Task brief =>
Set out everything in the records from the line containing "For every instance of the sunset" down to the line containing "(1061, 228)" as a Markdown table with the columns Row and Entry. Give each line a row number and skip any blank lines.

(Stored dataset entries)
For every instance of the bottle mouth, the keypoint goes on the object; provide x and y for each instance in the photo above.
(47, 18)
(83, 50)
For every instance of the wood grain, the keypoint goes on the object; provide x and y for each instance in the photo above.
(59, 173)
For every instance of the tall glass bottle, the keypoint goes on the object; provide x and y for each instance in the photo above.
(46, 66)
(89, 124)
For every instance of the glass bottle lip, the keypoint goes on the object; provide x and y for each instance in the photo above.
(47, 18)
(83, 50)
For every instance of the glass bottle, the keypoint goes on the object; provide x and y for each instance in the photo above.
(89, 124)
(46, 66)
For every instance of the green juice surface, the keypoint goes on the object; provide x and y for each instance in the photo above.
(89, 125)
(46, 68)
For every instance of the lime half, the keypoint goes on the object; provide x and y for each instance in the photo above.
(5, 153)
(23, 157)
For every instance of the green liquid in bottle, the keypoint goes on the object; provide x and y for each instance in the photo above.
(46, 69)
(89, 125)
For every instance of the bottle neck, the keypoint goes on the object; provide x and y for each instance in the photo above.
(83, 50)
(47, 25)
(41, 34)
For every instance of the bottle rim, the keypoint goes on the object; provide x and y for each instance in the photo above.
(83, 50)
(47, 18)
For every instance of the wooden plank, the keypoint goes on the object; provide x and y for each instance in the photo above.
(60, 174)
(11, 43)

--

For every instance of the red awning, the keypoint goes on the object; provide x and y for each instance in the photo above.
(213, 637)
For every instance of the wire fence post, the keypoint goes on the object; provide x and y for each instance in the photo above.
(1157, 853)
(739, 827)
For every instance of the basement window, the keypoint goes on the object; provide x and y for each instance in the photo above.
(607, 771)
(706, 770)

--

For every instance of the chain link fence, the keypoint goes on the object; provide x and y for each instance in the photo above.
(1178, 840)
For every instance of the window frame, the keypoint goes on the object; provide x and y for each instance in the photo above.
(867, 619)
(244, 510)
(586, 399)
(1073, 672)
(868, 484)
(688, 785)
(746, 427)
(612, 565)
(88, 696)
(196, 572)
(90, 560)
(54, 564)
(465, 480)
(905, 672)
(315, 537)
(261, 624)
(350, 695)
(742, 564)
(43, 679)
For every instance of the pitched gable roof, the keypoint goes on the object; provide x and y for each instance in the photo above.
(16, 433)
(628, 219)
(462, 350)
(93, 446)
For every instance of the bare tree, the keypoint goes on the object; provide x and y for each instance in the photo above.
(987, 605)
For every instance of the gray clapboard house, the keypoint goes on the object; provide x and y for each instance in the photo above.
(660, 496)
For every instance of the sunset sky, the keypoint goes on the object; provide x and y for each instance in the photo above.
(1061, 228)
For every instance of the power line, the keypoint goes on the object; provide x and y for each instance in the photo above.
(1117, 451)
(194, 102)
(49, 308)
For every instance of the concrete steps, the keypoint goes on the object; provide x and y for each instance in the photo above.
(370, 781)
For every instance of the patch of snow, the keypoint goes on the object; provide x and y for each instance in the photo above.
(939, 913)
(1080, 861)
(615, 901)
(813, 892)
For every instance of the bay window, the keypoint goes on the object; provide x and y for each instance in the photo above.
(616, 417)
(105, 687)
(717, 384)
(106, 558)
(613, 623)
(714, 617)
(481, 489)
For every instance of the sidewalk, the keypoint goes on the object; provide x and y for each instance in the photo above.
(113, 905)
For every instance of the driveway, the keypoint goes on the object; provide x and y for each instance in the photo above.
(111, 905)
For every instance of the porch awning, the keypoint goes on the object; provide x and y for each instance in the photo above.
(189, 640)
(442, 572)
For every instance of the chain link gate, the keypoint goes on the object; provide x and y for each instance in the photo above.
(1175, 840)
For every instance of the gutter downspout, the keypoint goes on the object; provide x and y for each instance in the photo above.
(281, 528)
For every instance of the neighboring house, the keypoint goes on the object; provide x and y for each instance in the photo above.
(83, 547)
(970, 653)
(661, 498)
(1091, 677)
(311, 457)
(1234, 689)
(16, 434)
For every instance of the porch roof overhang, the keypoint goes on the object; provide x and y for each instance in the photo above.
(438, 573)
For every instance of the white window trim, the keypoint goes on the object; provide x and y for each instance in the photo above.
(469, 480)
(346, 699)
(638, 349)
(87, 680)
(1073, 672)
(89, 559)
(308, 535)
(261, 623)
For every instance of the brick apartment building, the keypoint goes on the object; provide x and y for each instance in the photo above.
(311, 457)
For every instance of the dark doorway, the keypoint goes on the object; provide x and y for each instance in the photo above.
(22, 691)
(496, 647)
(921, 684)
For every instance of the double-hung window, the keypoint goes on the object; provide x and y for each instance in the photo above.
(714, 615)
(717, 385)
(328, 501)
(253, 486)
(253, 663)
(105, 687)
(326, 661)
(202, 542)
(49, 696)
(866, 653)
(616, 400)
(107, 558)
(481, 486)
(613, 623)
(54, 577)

Exercise output =>
| Row | Entry |
|---|---|
| 1 | For every instance of the sunset sky, the keypoint goes on the object; provide x and y for each instance in the photo above. |
| 2 | (1061, 228) |